A run of records:

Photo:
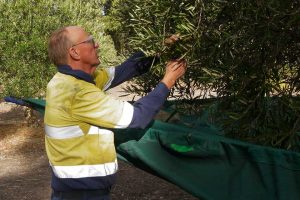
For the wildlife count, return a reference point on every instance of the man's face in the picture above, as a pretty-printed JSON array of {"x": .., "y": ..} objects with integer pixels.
[{"x": 86, "y": 48}]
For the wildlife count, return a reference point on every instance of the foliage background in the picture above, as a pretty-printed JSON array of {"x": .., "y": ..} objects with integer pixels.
[
  {"x": 243, "y": 55},
  {"x": 246, "y": 52},
  {"x": 25, "y": 26}
]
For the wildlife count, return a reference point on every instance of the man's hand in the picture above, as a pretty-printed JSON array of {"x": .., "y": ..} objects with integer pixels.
[{"x": 174, "y": 70}]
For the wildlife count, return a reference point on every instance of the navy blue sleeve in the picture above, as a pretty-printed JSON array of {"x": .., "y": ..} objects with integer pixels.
[
  {"x": 147, "y": 107},
  {"x": 134, "y": 66}
]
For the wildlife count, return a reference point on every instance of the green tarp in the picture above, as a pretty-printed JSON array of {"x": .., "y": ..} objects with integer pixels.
[{"x": 206, "y": 164}]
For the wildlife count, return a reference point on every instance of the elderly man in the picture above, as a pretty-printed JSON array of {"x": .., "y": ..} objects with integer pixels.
[{"x": 79, "y": 114}]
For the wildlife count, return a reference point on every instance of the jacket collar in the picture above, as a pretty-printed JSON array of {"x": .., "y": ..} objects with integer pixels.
[{"x": 66, "y": 69}]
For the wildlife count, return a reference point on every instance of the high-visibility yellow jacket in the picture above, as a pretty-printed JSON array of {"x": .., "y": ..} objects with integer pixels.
[{"x": 78, "y": 119}]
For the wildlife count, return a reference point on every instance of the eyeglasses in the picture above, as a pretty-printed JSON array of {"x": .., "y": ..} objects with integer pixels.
[{"x": 89, "y": 40}]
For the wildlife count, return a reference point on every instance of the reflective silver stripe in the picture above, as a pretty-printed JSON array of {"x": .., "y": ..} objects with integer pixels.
[
  {"x": 111, "y": 72},
  {"x": 82, "y": 171},
  {"x": 96, "y": 130},
  {"x": 126, "y": 117},
  {"x": 63, "y": 132}
]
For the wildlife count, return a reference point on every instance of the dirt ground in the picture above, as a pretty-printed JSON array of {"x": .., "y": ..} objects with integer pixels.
[{"x": 24, "y": 168}]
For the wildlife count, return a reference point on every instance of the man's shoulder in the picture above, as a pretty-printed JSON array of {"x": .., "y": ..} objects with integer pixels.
[{"x": 69, "y": 81}]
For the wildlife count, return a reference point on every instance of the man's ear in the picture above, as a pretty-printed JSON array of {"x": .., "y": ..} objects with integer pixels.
[{"x": 74, "y": 53}]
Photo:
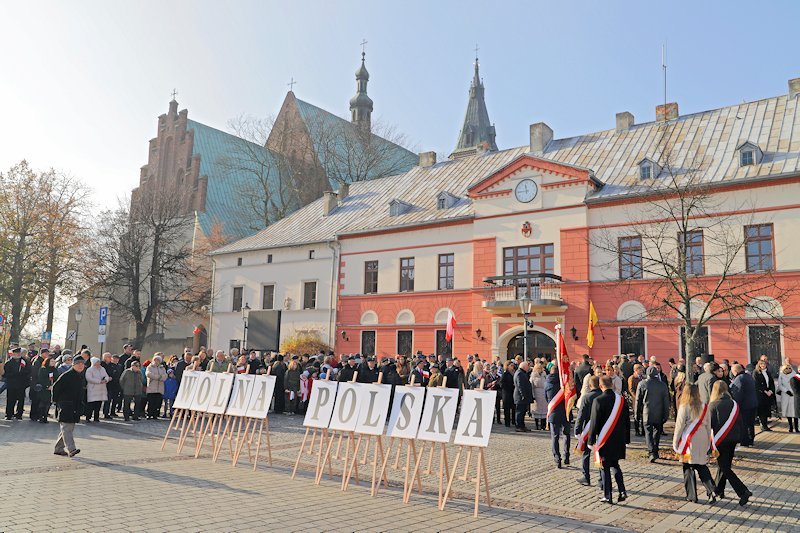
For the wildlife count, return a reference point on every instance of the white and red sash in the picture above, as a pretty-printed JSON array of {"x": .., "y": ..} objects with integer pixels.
[
  {"x": 583, "y": 438},
  {"x": 608, "y": 427},
  {"x": 688, "y": 434},
  {"x": 719, "y": 436},
  {"x": 557, "y": 399}
]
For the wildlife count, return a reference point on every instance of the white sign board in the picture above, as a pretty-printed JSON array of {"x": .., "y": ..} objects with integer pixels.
[
  {"x": 263, "y": 389},
  {"x": 345, "y": 410},
  {"x": 186, "y": 389},
  {"x": 202, "y": 391},
  {"x": 439, "y": 414},
  {"x": 242, "y": 388},
  {"x": 374, "y": 408},
  {"x": 406, "y": 410},
  {"x": 320, "y": 404},
  {"x": 221, "y": 393},
  {"x": 475, "y": 423}
]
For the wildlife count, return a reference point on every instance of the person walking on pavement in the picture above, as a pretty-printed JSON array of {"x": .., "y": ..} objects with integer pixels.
[
  {"x": 652, "y": 407},
  {"x": 557, "y": 418},
  {"x": 609, "y": 433},
  {"x": 726, "y": 432},
  {"x": 582, "y": 427},
  {"x": 523, "y": 396},
  {"x": 68, "y": 394}
]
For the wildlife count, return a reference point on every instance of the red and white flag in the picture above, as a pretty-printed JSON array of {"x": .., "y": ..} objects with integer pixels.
[{"x": 451, "y": 326}]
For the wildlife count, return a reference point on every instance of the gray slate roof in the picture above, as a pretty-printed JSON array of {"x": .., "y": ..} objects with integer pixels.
[{"x": 706, "y": 141}]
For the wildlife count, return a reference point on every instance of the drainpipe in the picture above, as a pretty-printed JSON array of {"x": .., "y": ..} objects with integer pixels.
[{"x": 335, "y": 248}]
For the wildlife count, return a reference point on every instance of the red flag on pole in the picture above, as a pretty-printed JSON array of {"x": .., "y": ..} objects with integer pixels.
[{"x": 451, "y": 326}]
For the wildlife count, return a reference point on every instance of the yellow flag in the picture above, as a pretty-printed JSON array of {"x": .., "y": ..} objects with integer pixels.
[{"x": 592, "y": 324}]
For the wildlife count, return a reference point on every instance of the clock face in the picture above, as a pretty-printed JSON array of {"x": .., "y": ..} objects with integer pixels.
[{"x": 526, "y": 190}]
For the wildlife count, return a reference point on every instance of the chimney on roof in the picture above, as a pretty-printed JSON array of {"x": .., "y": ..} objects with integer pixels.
[
  {"x": 624, "y": 121},
  {"x": 344, "y": 191},
  {"x": 427, "y": 159},
  {"x": 670, "y": 109},
  {"x": 541, "y": 135},
  {"x": 794, "y": 87},
  {"x": 329, "y": 202}
]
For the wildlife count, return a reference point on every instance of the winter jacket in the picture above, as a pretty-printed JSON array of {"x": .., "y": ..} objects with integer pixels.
[
  {"x": 95, "y": 386},
  {"x": 156, "y": 376}
]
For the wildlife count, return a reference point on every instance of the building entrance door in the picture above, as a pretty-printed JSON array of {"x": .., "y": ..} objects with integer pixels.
[{"x": 539, "y": 345}]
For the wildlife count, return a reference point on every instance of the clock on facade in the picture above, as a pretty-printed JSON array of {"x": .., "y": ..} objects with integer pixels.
[{"x": 526, "y": 190}]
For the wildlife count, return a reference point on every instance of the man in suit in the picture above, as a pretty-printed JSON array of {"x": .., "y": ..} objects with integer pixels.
[
  {"x": 523, "y": 396},
  {"x": 705, "y": 381},
  {"x": 743, "y": 390},
  {"x": 614, "y": 447},
  {"x": 652, "y": 407},
  {"x": 582, "y": 422},
  {"x": 559, "y": 423}
]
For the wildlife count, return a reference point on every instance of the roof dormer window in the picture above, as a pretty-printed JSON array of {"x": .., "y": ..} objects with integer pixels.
[
  {"x": 749, "y": 154},
  {"x": 648, "y": 169}
]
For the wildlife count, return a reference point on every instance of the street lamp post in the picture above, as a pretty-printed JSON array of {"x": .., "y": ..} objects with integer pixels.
[
  {"x": 525, "y": 304},
  {"x": 78, "y": 318},
  {"x": 245, "y": 315}
]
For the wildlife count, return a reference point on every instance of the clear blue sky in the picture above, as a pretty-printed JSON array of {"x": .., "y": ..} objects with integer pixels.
[{"x": 83, "y": 82}]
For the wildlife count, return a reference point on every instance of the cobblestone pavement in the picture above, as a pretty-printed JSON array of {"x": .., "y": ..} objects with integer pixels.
[{"x": 121, "y": 463}]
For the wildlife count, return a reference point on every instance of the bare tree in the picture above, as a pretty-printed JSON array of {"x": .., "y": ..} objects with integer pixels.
[
  {"x": 682, "y": 255},
  {"x": 144, "y": 261}
]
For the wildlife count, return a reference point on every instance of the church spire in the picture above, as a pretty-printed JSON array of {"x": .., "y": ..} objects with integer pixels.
[
  {"x": 477, "y": 129},
  {"x": 361, "y": 104}
]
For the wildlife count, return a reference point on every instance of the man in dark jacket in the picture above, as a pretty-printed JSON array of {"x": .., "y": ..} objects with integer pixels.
[
  {"x": 523, "y": 396},
  {"x": 68, "y": 394},
  {"x": 614, "y": 447},
  {"x": 18, "y": 378},
  {"x": 743, "y": 390},
  {"x": 582, "y": 422},
  {"x": 279, "y": 371},
  {"x": 581, "y": 372},
  {"x": 559, "y": 423},
  {"x": 652, "y": 407}
]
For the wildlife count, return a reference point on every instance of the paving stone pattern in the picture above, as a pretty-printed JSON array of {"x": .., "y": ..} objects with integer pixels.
[{"x": 147, "y": 489}]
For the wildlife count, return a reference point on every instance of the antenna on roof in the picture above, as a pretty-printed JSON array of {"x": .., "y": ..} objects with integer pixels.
[{"x": 664, "y": 67}]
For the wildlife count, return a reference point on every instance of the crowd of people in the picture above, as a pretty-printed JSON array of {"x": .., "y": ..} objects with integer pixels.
[{"x": 715, "y": 405}]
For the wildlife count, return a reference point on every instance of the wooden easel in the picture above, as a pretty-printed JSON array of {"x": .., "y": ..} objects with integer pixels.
[
  {"x": 411, "y": 451},
  {"x": 480, "y": 472},
  {"x": 350, "y": 447},
  {"x": 323, "y": 437}
]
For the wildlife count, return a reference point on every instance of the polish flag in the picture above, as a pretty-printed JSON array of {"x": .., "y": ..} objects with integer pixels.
[{"x": 451, "y": 326}]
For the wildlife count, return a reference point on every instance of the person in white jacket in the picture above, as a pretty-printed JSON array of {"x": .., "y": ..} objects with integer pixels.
[{"x": 786, "y": 404}]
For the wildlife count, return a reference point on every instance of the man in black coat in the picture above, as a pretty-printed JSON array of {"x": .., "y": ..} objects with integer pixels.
[
  {"x": 582, "y": 422},
  {"x": 743, "y": 390},
  {"x": 559, "y": 423},
  {"x": 652, "y": 407},
  {"x": 523, "y": 396},
  {"x": 18, "y": 378},
  {"x": 614, "y": 448},
  {"x": 68, "y": 394}
]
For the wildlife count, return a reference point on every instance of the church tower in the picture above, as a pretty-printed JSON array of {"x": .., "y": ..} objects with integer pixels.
[
  {"x": 361, "y": 104},
  {"x": 477, "y": 131}
]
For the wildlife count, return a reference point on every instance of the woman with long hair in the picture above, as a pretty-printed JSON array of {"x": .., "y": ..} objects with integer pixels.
[
  {"x": 726, "y": 432},
  {"x": 691, "y": 442}
]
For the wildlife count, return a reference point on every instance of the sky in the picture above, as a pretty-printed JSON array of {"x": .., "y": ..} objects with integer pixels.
[{"x": 82, "y": 83}]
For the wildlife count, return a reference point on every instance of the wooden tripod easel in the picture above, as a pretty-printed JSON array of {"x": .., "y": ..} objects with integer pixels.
[{"x": 480, "y": 472}]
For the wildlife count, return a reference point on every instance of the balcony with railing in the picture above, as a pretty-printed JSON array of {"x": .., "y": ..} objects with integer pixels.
[{"x": 503, "y": 293}]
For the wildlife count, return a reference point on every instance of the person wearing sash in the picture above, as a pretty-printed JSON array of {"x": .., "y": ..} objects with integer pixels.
[
  {"x": 582, "y": 427},
  {"x": 691, "y": 442},
  {"x": 609, "y": 433},
  {"x": 726, "y": 432}
]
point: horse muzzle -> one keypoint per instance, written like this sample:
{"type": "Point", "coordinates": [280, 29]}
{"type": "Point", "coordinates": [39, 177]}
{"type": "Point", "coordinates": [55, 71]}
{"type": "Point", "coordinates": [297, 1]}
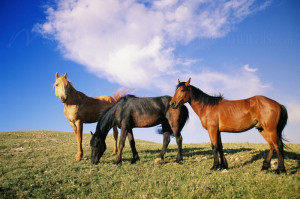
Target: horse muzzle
{"type": "Point", "coordinates": [175, 104]}
{"type": "Point", "coordinates": [63, 100]}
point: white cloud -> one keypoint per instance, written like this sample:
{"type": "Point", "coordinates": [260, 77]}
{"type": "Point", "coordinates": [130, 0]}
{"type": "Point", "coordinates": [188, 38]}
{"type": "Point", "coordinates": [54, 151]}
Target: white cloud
{"type": "Point", "coordinates": [247, 68]}
{"type": "Point", "coordinates": [132, 42]}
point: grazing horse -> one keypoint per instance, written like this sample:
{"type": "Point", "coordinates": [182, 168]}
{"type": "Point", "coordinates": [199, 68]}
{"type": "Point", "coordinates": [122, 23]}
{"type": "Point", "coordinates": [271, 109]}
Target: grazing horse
{"type": "Point", "coordinates": [130, 112]}
{"type": "Point", "coordinates": [220, 115]}
{"type": "Point", "coordinates": [79, 109]}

WORK TO DO: Every line from the one containing "point: horse muzzle" through the end of the entries above, both included, should be extracted exactly, with pictures left out.

OUTPUT FOR THIS EXERCISE:
point: horse muzzle -> one keypoint per instance, written like this sample:
{"type": "Point", "coordinates": [280, 29]}
{"type": "Point", "coordinates": [39, 177]}
{"type": "Point", "coordinates": [55, 71]}
{"type": "Point", "coordinates": [297, 1]}
Target: horse muzzle
{"type": "Point", "coordinates": [175, 104]}
{"type": "Point", "coordinates": [63, 100]}
point: white cloud -> one keypoint per instance, written like this sample:
{"type": "Point", "coordinates": [260, 77]}
{"type": "Point", "coordinates": [130, 0]}
{"type": "Point", "coordinates": [188, 38]}
{"type": "Point", "coordinates": [54, 151]}
Target: white cloud
{"type": "Point", "coordinates": [247, 68]}
{"type": "Point", "coordinates": [132, 42]}
point: grazing horse -> one keypoint per instance, written like this sample:
{"type": "Point", "coordinates": [182, 168]}
{"type": "Point", "coordinates": [199, 68]}
{"type": "Point", "coordinates": [122, 23]}
{"type": "Point", "coordinates": [271, 109]}
Target: grazing horse
{"type": "Point", "coordinates": [130, 112]}
{"type": "Point", "coordinates": [220, 115]}
{"type": "Point", "coordinates": [79, 109]}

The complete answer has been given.